▸ **Seitenauszug**:
_____
Die Voraussetzungen einer Befreiung von der gesetzlichen Rentenversicherungspflicht ergeben sich aus § 6 Abs. 1 Satz 1 Nr. 1 SGB VI. Nach dieser Vorschrift werden Beschäftigte und selbstständig Tätige von der Versicherungspflicht für die Beschäftigung oder selbstständige Tätigkeit befreit, wegen der sie aufgrund einer durch Gesetz angeordneten oder auf Gesetz beruhenden Verpflichtung Mitglied einer öffentlichrechtlichen Versicherungseinrichtung oder Versorgungseinrichtung ihrer Berufsgruppe (berufsständische Versorgungseinrichtung) und zugleich kraft gesetzlicher Verpflichtung Mitglied einer berufsständischen Kammer sind, wenn a) am jeweiligen Ort der Beschäftigung oder selbstständigen Tätigkeit für ihre Berufsgruppe bereits vor dem 1. Januar 1995 eine gesetzliche Verpflichtung zur Mitgliedschaft in der berufsständischen Kammer bestanden hat, b) für sie nach näherer Maßgabe der Satzung einkommensbezogene Beiträge unter Berücksichtigung der Beitragsbemessungsgrenze zur berufsständischen Versorgungseinrichtung zu zahlen sind und c) aufgrund dieser Beiträge Leistungen für den Fall verminderter Erwerbsfähigkeit und des Alters sowie für Hinterbliebene erbracht und angepasst werden, wobei auch die finanzielle Lage der berufsständischen Versorgungseinrichtung zu berücksichtigen ist. Gemäß § 6 Abs. 4 Satz 1 SGB VI wirkt die Befreiung vom Vorliegen der Befreiungsvoraussetzungen an, wenn sie innerhalb von drei Monaten beantragt wird, sonst vom Eingang des Antrages an.
_____
▸ **Datenteil**:
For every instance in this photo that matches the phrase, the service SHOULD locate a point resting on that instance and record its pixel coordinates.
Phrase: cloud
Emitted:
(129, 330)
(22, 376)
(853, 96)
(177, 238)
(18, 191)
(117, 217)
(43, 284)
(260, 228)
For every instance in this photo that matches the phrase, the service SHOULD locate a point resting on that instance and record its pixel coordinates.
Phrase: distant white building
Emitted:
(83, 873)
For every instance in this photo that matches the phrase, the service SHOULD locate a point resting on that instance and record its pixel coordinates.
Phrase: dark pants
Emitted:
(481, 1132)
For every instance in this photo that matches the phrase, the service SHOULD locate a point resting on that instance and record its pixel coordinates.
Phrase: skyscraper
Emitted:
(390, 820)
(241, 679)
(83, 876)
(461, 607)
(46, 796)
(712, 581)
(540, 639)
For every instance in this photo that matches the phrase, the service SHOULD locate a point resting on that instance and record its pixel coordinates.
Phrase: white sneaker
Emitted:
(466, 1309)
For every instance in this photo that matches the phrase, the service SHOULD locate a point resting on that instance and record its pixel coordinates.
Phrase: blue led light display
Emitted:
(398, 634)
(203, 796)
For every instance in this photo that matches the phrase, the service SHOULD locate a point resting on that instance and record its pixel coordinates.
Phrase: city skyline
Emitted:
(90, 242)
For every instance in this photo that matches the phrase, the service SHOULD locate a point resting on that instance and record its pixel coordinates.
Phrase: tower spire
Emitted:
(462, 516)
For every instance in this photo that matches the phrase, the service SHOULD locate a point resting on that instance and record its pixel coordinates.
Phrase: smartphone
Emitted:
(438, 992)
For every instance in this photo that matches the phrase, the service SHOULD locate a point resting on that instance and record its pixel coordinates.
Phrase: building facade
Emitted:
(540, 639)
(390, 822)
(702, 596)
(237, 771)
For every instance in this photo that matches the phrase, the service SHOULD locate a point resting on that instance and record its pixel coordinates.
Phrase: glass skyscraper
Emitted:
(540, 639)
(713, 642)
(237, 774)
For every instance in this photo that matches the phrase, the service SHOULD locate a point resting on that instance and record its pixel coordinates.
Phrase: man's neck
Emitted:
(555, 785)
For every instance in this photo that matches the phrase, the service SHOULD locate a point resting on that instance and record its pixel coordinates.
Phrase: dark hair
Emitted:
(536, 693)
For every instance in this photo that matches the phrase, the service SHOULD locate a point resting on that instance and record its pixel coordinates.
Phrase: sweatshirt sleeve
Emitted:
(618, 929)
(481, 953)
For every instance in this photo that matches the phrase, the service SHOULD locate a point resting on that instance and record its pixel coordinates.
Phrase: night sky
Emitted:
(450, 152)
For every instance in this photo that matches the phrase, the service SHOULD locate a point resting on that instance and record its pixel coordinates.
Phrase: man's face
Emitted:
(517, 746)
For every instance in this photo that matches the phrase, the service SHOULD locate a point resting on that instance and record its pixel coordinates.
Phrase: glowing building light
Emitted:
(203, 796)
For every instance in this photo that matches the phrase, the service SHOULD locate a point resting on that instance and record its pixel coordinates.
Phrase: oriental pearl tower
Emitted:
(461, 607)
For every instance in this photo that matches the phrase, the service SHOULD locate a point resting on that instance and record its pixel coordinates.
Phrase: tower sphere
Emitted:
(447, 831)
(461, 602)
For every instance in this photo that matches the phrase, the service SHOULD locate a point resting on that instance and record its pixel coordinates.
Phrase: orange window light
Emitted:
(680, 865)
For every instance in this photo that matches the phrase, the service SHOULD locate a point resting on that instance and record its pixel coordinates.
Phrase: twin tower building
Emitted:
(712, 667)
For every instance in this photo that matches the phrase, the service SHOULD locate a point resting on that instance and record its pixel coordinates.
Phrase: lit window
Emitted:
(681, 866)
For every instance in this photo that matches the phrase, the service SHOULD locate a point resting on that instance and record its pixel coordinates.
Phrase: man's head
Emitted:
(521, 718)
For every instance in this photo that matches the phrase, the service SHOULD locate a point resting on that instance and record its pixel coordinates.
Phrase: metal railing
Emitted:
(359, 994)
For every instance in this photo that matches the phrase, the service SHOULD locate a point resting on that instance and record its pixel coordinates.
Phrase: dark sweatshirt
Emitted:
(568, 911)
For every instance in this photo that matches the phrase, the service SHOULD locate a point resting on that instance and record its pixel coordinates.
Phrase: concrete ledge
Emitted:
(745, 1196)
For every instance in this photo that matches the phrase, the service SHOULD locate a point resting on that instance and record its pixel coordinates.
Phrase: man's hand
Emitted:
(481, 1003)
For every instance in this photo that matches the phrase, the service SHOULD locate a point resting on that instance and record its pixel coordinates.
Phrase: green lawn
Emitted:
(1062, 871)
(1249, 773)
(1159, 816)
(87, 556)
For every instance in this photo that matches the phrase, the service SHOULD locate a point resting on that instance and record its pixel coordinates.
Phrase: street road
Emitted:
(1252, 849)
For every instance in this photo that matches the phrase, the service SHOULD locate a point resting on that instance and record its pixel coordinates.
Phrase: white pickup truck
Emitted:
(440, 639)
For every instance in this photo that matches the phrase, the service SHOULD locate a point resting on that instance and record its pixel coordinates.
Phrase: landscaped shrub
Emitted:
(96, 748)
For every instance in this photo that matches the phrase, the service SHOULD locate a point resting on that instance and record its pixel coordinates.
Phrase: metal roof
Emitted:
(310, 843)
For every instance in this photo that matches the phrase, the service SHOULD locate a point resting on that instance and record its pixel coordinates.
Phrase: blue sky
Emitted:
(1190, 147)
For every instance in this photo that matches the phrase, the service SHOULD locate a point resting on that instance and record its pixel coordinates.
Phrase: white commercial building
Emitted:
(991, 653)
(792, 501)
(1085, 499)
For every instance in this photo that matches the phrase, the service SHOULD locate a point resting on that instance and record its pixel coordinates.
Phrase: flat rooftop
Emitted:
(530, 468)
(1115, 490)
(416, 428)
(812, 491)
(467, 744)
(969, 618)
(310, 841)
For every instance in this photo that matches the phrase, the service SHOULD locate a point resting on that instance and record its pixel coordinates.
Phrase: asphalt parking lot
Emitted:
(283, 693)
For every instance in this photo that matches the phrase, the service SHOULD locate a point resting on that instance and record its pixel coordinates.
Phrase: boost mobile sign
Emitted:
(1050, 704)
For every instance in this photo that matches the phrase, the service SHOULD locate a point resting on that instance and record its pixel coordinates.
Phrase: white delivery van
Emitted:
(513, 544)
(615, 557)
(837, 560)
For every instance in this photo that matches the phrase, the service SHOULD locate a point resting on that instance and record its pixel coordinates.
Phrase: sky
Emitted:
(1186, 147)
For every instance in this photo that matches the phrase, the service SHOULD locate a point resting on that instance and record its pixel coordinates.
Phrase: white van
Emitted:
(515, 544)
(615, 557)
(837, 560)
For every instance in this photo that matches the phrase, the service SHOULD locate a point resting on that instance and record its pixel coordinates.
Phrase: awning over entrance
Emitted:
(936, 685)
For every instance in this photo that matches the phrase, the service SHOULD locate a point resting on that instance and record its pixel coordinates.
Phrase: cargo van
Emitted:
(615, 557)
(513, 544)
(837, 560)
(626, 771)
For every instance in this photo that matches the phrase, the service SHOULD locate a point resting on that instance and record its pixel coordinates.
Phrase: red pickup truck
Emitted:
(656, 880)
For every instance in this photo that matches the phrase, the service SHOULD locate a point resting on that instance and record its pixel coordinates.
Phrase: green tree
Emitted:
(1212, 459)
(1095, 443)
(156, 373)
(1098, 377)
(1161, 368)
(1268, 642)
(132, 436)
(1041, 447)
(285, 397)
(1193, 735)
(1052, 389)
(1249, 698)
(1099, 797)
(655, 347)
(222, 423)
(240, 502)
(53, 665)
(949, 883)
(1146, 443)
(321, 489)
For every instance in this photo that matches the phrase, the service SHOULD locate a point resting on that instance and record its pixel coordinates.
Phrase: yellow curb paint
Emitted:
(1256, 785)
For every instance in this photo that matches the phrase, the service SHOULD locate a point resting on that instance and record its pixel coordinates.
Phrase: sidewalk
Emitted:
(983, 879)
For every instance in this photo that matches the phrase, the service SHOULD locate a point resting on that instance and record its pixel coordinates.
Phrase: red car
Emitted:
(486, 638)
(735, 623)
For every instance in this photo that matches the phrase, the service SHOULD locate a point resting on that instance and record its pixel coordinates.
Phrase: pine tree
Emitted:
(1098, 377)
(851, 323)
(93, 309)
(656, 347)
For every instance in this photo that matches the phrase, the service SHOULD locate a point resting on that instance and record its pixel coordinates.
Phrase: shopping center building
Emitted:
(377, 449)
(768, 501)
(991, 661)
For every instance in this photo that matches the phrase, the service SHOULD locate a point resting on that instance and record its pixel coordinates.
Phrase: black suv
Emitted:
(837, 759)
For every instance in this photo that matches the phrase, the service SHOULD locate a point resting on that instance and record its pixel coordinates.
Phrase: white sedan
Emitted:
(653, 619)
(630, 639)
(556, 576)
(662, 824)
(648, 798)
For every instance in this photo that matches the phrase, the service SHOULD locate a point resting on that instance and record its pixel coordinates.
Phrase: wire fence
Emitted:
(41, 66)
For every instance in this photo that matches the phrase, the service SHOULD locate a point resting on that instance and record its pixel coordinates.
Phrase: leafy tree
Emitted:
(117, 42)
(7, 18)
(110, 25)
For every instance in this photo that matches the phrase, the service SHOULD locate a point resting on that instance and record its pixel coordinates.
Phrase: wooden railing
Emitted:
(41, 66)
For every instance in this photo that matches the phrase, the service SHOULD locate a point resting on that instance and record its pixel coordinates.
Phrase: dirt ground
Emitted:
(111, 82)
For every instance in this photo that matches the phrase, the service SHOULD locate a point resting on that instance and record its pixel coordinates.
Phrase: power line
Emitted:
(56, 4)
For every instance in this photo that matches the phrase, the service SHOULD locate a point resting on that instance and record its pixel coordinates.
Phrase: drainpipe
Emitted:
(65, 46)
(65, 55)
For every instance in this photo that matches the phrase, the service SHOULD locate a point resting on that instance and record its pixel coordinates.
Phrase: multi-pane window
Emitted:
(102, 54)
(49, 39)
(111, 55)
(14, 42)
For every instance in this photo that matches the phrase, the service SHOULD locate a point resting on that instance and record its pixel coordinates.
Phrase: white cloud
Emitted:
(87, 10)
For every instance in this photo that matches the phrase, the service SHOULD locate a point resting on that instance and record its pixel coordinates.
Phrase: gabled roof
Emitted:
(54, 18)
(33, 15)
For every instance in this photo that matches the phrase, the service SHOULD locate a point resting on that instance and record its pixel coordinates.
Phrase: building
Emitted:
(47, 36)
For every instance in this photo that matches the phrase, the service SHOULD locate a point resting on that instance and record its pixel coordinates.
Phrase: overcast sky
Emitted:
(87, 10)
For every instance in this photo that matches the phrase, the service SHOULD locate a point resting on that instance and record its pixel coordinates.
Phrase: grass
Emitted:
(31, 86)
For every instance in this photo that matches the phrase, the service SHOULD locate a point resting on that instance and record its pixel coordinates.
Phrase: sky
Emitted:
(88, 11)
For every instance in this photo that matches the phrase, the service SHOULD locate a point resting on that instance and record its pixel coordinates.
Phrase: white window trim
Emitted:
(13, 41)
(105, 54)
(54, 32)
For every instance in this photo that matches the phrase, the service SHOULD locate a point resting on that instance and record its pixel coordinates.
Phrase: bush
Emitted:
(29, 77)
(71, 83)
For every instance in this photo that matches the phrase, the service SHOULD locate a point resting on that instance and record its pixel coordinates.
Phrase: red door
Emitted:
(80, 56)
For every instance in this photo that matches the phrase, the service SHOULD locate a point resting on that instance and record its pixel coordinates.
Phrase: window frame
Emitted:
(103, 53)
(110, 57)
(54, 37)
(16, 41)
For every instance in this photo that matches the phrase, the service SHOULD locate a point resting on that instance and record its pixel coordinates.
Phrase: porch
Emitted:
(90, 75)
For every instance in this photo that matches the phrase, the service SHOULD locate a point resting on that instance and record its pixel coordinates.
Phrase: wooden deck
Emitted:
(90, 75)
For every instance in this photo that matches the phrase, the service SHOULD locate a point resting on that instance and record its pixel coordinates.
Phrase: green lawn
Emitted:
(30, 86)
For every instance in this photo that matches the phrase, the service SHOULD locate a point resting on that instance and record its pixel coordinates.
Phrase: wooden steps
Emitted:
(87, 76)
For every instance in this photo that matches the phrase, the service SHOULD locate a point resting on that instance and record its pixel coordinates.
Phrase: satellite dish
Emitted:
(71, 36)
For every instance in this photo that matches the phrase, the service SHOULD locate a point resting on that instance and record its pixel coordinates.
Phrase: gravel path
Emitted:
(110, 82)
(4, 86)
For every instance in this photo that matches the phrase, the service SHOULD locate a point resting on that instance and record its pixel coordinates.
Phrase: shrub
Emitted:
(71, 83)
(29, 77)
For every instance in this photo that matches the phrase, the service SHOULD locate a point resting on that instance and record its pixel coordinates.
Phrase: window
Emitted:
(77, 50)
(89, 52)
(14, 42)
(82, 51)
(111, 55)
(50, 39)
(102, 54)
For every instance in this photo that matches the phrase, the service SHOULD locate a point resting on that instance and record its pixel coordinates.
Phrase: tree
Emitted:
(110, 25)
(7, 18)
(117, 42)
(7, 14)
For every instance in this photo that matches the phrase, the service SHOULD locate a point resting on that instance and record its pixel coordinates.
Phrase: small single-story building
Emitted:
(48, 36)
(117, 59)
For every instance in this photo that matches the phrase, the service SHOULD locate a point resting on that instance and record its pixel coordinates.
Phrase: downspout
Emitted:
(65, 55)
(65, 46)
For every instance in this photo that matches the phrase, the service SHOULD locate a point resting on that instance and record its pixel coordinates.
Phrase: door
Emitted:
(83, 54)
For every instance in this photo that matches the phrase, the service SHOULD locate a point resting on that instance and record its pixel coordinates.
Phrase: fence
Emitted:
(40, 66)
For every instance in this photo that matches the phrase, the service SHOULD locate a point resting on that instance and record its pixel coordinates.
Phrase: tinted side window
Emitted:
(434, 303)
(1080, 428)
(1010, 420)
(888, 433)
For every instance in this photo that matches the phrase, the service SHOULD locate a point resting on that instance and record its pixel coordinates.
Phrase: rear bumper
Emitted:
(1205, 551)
_____
▸ **Aufgabenstellung**: Zitieren Sie den oben stehenden Seitenauszug zur Befreiung von der Rentenversicherungspflicht vollständig und wortgetreu.

▸ **Lösung**:
Die Voraussetzungen einer Befreiung von der gesetzlichen Rentenversicherungspflicht ergeben sich aus § 6 Abs. 1 Satz 1 Nr. 1 SGB VI. Nach dieser Vorschrift werden Beschäftigte und selbstständig Tätige von der Versicherungspflicht für die Beschäftigung oder selbstständige Tätigkeit befreit, wegen der sie aufgrund einer durch Gesetz angeordneten oder auf Gesetz beruhenden Verpflichtung Mitglied einer öffentlichrechtlichen Versicherungseinrichtung oder Versorgungseinrichtung ihrer Berufsgruppe (berufsständische Versorgungseinrichtung) und zugleich kraft gesetzlicher Verpflichtung Mitglied einer berufsständischen Kammer sind, wenn a) am jeweiligen Ort der Beschäftigung oder selbstständigen Tätigkeit für ihre Berufsgruppe bereits vor dem 1. Januar 1995 eine gesetzliche Verpflichtung zur Mitgliedschaft in der berufsständischen Kammer bestanden hat, b) für sie nach näherer Maßgabe der Satzung einkommensbezogene Beiträge unter Berücksichtigung der Beitragsbemessungsgrenze zur berufsständischen Versorgungseinrichtung zu zahlen sind und c) aufgrund dieser Beiträge Leistungen für den Fall verminderter Erwerbsfähigkeit und des Alters sowie für Hinterbliebene erbracht und angepasst werden, wobei auch die finanzielle Lage der berufsständischen Versorgungseinrichtung zu berücksichtigen ist. Gemäß § 6 Abs. 4 Satz 1 SGB VI wirkt die Befreiung vom Vorliegen der Befreiungsvoraussetzungen an, wenn sie innerhalb von drei Monaten beantragt wird, sonst vom Eingang des Antrages an.